• TO-DO LIST:
(a) Condense the paragraph of the Roadmaster review that begins "It's big, it's traditional and it's sleek" into a short bulleted list that keeps its main points.
(b) Reproduce the passage of the Roadmaster review starting with "It could always" and going on through "the 4.9 does.".

• PAGE EXCERPT:
-------

So I got bored this afternoon and went to test drive a Roadmaster I found on auto trader earlier this week. It was a grey/green 1995 Limited Sedan, just like my first car. I thought I'd it and see if I liked it, or if my tastes had changed since I was 17.
Long story short, my tastes had changed, but it was neat being back in one again. It didn't feel like it had been over four years since I last sat in mine, the controls all came to me naturally and quickly, it was kinda like I never left, but I do now remember why I sold it. The car just felt.....outdated and anachronistic. The way the steering felt (or had no feel), the rather small interior for the extensively long and wide body, the way you couldn't tell where the car ended....it was just so....old fashioned. But that can be good....it's simple, reliable, durable and time tested. But for a young guy like me, I want something more modern, hip and up to date. I can definitely see why so many people stuck to these, and the appeal to them.
I love the LT-1. It's just so torquey, but it's still got enough top end power to make the car honestly fast
(for it's size). It's durable as all heck as long as the optispark and water pump are ok, and it's pretty dang good on gas too...they're rated at 17/25 and they'll take regular octane gas. 0-60 comes up in about 7.2-7.6 or so and they'll run about a 15.2-15.5 quarter mile, depending on how well you can launch them and which rear end you have. And to top it off, it's got a nice, classic pushrod american made V8 sound to it. PLUS it's got an excellent aftermarket support. IMO the LT1 and LS1's are probably the finest "blue collar" high performance engines that GM ever put out.
It could always be faster, but it's very "hot" stock. When driven normally, the acceleration is just so easy, smooth and confident, you never have to go more than maybe quarter throttle. It'll get rubber from a stop with any more than 1/2 throttle (ask me how I know that lol). I didn't dare do a WOT from a stop, but I did do one from about a 20mph roll and it got up to 65 REAL quick. This one had the base 2.56:1 open rear end in it. Mine had the 2.93:1 limited slip differential, due to the trailer towing package mine was ordered with, so it was quicker, but not terribly so. The Northstar, especially the L37 would be quicker, but that engine is more of a high rpm screamer than this one is....this just has power most everywhere in the powerband...it doesn't really ever drop off in the higher RPM's like the 4.9 does.
GM's 4L-60E. No complaints here. Quick, decisive yet smooth shifts and unbeatable reliability. Can't beat that.
Exterior Design: 8.5/10
It's big, it's traditional and it's sleek. My favorite part of the body is the front clip and grille. I love that big, wide low waterfall grill and how it looks when the hood is opened....Jonah the big blue whale. The wraparound tail lights are another favorite part of mine. Overall, the body commands respect, in a mob boss sort of way, but not as quite as much as an all black Fleetwood or Town Car. It's quite intimidating when it's clean, but if not well taken care of it can look like ghetto trash. Of all the last generation B/D bodies, the Roadmaster slightly edges out the Fleetwood IMO to become the best looking of the three sedans.

-------

• DATASET RECORDS:
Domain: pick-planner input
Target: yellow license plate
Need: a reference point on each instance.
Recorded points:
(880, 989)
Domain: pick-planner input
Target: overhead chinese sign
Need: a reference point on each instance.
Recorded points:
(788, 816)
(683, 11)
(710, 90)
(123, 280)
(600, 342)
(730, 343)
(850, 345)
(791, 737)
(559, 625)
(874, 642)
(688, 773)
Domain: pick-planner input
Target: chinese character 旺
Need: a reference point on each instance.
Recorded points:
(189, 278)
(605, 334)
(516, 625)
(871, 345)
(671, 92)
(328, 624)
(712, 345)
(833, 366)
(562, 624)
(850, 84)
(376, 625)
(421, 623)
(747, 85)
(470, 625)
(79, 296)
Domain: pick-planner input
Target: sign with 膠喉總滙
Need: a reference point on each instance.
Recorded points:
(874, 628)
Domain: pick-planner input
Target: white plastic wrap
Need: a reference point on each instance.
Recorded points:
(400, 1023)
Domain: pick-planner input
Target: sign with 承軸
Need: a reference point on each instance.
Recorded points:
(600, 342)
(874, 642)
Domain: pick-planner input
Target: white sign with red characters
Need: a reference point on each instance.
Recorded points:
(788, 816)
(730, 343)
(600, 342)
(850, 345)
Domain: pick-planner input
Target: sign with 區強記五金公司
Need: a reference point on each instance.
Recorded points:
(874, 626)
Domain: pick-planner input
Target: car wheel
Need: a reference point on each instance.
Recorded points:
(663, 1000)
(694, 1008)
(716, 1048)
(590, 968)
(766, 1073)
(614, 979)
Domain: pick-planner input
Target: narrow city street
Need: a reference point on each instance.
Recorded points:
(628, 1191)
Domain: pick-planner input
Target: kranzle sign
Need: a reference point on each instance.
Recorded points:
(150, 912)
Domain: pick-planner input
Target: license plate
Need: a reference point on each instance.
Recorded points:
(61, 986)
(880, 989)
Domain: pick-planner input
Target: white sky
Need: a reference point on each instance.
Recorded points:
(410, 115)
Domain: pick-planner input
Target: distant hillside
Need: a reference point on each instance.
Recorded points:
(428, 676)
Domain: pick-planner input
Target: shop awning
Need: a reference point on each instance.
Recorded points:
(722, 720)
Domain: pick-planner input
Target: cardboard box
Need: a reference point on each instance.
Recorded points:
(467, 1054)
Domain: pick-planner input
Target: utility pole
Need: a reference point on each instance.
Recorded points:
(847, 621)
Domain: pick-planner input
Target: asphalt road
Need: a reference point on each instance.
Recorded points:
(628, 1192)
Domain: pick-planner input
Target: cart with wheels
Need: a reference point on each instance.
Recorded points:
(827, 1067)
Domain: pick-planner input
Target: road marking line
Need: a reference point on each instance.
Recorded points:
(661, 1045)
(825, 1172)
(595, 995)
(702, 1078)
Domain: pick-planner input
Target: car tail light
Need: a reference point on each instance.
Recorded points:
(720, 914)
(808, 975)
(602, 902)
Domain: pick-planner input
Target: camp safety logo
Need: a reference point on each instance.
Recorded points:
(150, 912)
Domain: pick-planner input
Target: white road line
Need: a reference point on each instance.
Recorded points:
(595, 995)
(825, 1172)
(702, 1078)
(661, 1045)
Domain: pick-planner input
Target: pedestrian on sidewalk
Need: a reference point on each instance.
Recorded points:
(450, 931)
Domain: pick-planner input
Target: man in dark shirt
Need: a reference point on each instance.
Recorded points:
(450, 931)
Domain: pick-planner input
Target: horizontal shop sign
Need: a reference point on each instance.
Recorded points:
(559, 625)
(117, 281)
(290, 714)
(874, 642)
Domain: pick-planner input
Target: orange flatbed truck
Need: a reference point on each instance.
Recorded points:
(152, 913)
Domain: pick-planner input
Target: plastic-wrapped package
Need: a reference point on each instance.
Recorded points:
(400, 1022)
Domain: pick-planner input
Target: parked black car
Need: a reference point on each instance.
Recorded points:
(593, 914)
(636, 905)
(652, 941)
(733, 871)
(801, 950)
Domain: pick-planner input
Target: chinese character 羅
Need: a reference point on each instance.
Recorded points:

-------

• SOLVED TASKS:
(a)
- The body is big, traditional and sleek.
- The favorite parts are the front clip and the big, wide, low waterfall grille, which recalls Jonah the big blue whale when the hood is open, along with the wraparound tail lights.
- The body commands respect in a mob boss sort of way, though not quite as much as an all-black Fleetwood or Town Car.
- When clean, it looks intimidating; when neglected, it can look like ghetto trash.
- Among the last-generation B/D body sedans, the Roadmaster slightly edges out the Fleetwood as the best looking of the three, in the writer's opinion.

(b)
It could always be faster, but it's very "hot" stock. When driven normally, the acceleration is just so easy, smooth and confident, you never have to go more than maybe quarter throttle. It'll get rubber from a stop with any more than 1/2 throttle (ask me how I know that lol). I didn't dare do a WOT from a stop, but I did do one from about a 20mph roll and it got up to 65 REAL quick. This one had the base 2.56:1 open rear end in it. Mine had the 2.93:1 limited slip differential, due to the trailer towing package mine was ordered with, so it was quicker, but not terribly so. The Northstar, especially the L37 would be quicker, but that engine is more of a high rpm screamer than this one is....this just has power most everywhere in the powerband...it doesn't really ever drop off in the higher RPM's like the 4.9 does.